* [Stated exercise]: Pick out every line in the entries below that contains the string "blonde", and copy each such line in full. Case counts.
--- start of Exercise data ---
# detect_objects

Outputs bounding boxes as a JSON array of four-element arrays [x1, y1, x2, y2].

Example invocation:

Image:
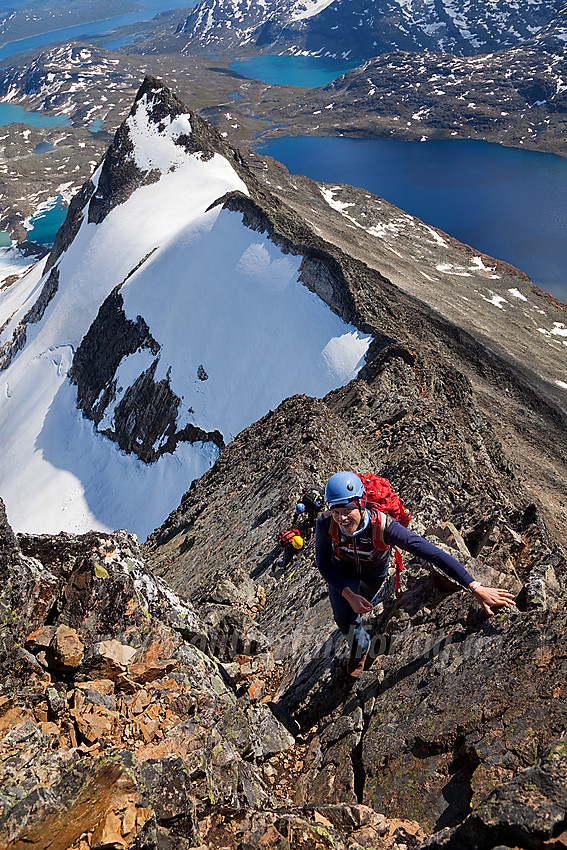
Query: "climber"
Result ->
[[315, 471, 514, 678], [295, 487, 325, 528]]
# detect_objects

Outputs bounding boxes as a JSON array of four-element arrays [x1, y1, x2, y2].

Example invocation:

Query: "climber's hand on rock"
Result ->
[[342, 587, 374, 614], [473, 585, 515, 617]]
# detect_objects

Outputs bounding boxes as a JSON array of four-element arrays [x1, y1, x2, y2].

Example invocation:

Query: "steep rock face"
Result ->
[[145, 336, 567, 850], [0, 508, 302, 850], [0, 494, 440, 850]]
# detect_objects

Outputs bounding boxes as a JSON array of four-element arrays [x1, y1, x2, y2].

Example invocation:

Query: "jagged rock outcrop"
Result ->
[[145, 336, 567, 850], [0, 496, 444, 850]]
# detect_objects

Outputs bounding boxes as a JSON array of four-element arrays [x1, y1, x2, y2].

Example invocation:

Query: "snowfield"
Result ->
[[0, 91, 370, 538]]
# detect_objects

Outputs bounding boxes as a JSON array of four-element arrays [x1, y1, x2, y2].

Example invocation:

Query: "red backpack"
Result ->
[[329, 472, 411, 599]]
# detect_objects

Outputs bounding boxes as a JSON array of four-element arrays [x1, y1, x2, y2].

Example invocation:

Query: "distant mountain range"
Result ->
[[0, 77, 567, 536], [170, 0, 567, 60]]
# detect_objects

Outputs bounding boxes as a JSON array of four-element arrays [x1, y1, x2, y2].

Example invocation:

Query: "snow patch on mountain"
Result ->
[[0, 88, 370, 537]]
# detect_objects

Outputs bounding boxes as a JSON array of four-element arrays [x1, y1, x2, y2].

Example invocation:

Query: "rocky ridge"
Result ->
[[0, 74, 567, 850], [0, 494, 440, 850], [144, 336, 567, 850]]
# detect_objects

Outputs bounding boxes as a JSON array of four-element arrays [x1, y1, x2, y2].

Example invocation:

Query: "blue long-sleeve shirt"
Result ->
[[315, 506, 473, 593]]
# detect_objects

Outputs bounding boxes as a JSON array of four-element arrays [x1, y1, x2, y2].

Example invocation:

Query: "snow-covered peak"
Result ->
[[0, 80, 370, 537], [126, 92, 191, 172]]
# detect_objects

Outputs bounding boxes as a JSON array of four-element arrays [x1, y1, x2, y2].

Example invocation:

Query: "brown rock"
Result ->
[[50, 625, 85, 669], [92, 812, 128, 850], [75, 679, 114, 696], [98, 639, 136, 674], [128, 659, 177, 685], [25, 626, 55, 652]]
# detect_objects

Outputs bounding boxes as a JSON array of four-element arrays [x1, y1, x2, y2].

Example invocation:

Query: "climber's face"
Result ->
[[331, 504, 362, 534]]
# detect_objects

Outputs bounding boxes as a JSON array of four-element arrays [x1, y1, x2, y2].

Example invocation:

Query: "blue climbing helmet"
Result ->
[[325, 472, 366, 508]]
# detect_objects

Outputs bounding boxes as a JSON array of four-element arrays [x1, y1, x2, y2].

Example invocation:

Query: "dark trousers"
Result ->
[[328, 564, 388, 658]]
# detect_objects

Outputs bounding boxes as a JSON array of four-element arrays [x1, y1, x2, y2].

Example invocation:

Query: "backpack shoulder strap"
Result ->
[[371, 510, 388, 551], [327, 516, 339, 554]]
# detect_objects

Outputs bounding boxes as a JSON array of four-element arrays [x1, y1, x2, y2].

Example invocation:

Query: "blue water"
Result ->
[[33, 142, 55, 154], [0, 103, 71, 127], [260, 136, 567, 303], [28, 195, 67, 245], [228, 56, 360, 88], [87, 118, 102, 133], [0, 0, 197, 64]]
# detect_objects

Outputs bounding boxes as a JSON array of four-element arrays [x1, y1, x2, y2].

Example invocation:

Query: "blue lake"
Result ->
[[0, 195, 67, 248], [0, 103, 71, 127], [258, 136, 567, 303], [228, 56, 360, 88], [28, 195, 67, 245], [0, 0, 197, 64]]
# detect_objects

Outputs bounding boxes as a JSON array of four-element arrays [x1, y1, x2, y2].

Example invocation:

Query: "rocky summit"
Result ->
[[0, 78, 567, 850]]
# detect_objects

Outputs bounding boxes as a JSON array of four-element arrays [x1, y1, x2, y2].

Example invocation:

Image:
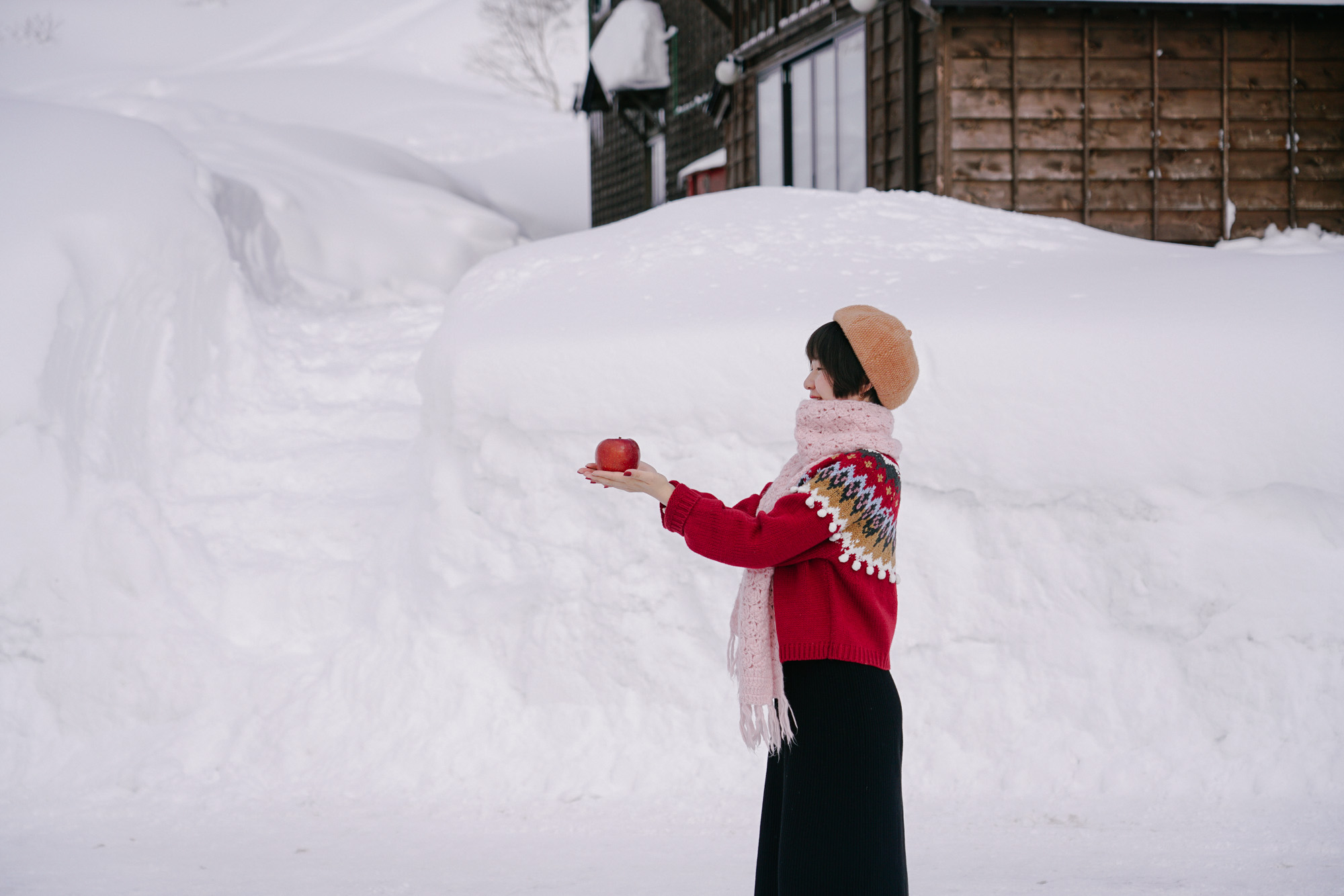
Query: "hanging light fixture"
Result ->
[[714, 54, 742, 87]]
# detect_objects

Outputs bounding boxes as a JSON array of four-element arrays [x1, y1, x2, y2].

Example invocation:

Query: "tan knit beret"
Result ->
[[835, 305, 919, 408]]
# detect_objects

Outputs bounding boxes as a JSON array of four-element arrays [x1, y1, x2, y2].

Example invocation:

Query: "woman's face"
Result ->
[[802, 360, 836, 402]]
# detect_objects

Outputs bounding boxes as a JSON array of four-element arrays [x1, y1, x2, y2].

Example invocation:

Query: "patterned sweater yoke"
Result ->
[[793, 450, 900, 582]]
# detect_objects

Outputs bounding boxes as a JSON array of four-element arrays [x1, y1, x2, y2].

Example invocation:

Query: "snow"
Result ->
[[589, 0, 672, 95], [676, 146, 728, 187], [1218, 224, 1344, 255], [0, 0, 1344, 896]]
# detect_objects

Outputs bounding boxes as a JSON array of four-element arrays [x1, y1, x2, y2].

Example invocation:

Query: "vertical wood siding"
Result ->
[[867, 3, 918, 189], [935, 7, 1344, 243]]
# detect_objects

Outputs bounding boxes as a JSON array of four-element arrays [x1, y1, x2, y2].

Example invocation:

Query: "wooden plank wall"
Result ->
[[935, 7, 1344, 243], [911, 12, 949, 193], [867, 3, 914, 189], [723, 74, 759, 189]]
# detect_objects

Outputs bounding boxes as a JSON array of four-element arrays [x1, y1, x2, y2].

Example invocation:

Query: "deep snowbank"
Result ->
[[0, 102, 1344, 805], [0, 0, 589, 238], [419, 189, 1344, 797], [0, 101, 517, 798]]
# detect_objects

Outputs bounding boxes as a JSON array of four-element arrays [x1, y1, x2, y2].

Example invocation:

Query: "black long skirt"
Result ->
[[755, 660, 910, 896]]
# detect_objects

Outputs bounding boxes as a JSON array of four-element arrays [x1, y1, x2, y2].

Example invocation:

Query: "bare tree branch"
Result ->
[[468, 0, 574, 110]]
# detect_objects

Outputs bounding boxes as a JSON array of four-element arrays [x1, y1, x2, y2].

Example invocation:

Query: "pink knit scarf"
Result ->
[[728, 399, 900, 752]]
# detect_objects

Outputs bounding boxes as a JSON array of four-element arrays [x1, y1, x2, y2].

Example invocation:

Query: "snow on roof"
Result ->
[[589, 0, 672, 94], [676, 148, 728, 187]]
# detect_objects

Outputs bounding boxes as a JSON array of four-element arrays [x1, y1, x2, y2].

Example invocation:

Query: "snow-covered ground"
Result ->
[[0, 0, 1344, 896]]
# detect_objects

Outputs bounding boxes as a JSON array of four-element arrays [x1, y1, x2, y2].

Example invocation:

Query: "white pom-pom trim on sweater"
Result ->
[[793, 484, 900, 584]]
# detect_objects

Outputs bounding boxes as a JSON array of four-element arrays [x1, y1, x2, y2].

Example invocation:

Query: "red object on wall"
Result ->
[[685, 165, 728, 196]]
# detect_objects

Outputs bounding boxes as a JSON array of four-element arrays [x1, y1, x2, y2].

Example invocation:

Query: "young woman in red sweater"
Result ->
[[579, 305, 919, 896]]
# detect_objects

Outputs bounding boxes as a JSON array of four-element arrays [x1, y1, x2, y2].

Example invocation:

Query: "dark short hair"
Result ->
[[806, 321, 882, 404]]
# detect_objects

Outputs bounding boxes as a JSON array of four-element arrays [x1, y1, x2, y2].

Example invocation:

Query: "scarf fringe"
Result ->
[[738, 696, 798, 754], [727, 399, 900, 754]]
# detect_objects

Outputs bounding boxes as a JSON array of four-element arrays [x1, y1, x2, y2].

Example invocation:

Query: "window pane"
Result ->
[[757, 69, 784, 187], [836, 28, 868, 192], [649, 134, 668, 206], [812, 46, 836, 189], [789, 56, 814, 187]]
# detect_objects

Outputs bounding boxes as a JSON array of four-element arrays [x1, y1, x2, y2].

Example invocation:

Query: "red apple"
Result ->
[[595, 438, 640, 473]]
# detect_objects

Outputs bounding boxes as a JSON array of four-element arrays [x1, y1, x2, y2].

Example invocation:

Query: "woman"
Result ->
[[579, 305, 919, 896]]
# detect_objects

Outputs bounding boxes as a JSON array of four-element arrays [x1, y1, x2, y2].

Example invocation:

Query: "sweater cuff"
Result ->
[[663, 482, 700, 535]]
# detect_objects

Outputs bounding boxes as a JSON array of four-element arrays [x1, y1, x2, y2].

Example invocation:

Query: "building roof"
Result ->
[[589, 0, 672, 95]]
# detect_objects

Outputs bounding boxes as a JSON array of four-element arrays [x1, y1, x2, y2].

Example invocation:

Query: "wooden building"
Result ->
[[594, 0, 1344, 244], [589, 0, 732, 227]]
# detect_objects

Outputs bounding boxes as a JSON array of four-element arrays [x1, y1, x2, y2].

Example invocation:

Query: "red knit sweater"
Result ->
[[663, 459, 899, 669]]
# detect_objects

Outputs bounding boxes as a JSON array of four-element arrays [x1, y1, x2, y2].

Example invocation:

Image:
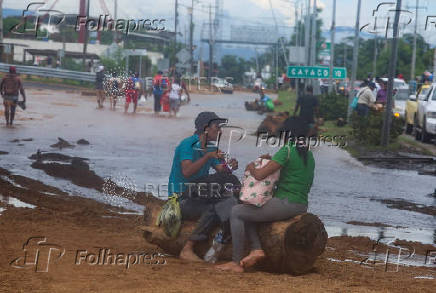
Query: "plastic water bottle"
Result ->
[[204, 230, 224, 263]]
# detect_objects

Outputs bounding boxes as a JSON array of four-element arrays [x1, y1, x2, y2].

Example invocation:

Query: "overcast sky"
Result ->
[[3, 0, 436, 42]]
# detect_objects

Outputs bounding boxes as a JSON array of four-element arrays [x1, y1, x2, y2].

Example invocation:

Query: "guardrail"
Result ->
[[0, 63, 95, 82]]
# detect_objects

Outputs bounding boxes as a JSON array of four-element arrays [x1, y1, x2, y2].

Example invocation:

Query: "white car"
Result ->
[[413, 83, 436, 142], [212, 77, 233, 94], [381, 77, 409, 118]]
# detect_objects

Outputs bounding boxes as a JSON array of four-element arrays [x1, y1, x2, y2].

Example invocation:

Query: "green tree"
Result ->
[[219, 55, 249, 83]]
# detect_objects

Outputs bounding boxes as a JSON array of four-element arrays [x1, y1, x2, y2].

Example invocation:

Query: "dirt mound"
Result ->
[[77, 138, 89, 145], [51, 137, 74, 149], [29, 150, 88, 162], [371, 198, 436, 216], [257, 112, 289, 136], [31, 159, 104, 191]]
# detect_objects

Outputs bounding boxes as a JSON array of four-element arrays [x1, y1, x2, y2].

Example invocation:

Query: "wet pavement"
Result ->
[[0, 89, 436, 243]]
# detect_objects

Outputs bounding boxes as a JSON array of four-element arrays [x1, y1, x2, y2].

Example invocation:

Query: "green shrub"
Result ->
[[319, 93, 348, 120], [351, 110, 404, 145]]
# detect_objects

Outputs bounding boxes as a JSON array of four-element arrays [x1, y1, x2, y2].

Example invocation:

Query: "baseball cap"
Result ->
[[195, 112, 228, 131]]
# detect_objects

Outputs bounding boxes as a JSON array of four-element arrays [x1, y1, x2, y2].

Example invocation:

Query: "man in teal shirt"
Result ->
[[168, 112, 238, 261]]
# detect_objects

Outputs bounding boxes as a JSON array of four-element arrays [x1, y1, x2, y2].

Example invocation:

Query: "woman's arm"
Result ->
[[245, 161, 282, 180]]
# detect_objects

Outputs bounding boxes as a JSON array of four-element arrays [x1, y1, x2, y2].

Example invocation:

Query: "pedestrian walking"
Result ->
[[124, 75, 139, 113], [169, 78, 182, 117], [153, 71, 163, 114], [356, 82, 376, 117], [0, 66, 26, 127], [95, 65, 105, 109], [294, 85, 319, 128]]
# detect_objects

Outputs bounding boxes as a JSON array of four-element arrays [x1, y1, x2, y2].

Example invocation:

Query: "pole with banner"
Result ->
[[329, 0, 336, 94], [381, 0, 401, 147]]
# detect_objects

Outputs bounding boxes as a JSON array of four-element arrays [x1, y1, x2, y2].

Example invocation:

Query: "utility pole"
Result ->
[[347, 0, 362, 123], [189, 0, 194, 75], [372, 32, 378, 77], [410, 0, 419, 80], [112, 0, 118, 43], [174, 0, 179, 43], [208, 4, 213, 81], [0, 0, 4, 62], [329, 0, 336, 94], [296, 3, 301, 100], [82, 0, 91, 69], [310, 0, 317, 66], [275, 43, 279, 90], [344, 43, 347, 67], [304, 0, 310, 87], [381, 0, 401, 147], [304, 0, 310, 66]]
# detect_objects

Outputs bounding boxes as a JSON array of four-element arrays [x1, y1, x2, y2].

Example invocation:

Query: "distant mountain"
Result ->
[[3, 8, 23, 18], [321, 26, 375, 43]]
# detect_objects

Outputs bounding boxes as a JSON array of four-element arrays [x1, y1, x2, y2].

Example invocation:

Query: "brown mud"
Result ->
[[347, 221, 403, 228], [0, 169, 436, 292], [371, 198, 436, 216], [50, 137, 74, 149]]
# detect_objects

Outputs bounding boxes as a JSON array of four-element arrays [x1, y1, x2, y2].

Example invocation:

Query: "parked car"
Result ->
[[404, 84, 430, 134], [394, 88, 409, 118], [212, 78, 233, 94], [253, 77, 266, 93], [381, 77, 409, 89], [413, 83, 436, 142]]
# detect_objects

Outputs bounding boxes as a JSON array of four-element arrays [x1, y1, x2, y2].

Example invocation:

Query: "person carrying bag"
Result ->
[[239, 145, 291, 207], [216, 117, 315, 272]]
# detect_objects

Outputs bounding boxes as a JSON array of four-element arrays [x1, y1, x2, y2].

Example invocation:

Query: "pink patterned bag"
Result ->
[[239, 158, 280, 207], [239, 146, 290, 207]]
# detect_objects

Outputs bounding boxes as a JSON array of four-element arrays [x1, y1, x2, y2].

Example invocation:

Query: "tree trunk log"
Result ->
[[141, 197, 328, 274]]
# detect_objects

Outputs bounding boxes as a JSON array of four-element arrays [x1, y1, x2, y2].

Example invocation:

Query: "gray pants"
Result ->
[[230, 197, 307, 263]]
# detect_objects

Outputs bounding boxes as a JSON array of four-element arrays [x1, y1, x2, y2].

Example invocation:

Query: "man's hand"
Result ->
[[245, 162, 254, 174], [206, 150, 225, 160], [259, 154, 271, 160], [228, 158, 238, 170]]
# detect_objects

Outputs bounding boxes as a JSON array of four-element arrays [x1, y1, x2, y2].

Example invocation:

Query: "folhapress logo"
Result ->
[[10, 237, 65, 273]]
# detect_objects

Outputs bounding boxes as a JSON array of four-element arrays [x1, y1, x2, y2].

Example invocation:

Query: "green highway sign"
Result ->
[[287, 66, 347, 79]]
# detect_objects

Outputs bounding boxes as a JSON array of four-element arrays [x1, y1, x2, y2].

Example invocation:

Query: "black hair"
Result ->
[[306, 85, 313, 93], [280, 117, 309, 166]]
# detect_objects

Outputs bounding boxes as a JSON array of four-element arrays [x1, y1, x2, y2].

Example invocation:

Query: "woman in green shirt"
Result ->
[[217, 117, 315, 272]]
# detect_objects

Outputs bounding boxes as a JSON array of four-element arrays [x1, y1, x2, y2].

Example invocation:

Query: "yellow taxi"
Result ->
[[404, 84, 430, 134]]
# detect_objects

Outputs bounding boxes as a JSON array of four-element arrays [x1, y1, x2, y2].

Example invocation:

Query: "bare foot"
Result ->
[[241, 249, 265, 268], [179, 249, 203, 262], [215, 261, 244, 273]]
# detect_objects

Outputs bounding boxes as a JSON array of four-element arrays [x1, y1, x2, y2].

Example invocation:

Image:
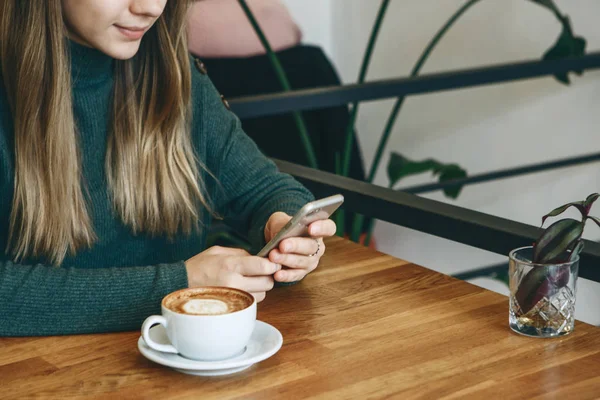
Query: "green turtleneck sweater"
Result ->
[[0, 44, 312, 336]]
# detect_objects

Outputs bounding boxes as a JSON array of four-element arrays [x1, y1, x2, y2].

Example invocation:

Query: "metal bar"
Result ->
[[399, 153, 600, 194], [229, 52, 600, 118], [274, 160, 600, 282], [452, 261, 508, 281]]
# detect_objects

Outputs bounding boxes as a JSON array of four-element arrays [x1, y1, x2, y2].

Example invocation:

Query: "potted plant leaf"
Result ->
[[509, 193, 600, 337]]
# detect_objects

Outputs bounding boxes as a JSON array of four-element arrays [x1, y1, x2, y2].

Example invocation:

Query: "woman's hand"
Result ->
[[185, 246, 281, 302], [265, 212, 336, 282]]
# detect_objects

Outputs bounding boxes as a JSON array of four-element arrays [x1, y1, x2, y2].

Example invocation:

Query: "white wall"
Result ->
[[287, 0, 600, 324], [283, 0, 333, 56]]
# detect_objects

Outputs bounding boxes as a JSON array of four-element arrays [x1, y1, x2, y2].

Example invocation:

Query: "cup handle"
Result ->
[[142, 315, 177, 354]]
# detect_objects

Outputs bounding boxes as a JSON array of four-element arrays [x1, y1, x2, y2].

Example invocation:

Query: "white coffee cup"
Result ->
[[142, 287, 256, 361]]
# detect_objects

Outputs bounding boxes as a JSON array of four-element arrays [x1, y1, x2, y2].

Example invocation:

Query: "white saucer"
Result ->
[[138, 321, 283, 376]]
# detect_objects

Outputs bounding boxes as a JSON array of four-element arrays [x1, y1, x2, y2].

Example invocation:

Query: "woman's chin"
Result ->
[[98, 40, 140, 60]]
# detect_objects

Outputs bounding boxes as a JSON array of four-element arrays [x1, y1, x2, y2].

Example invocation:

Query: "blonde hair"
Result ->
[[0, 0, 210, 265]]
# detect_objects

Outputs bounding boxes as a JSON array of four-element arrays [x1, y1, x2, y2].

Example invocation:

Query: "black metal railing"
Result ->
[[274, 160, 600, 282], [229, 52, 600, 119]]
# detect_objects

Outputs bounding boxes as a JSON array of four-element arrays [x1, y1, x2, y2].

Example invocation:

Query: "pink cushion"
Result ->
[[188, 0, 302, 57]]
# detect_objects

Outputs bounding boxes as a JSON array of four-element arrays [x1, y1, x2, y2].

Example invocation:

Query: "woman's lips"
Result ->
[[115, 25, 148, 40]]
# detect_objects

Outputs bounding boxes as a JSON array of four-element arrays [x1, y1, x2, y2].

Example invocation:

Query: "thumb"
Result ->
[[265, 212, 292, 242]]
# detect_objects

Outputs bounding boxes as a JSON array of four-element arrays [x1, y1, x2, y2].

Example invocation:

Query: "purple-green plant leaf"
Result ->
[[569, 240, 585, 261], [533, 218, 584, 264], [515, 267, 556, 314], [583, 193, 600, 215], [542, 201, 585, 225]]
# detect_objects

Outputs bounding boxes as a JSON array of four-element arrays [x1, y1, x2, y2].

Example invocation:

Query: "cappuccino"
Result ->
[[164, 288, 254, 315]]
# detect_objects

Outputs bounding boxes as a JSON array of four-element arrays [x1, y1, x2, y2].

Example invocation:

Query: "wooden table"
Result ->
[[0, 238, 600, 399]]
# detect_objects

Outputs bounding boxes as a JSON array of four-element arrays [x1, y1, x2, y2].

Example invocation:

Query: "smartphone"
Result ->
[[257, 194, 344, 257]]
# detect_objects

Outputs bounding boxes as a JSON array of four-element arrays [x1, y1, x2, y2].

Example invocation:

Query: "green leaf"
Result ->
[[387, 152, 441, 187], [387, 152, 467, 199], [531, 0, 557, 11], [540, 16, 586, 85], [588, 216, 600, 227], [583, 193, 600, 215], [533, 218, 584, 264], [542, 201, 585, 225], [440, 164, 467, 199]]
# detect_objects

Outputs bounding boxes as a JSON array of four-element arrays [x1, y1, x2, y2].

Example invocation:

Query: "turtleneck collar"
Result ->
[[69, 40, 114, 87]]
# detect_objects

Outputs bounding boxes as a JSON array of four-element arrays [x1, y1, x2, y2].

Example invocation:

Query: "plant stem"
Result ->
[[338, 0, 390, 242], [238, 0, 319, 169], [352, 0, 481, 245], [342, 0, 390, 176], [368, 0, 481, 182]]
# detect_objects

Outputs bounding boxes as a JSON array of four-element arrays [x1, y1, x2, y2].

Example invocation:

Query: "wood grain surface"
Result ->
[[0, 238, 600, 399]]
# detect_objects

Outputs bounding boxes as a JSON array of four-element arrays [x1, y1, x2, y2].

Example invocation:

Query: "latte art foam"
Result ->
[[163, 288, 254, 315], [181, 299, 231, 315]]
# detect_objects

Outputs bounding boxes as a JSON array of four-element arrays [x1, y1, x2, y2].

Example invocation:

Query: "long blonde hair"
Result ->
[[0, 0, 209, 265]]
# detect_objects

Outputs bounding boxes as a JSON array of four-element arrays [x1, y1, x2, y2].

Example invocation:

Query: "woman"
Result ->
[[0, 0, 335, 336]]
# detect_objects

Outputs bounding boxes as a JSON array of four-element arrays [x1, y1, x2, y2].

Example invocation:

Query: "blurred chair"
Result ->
--- end of Exercise data ---
* [Task answer]:
Query: "blonde hair"
Query: "long blonde hair"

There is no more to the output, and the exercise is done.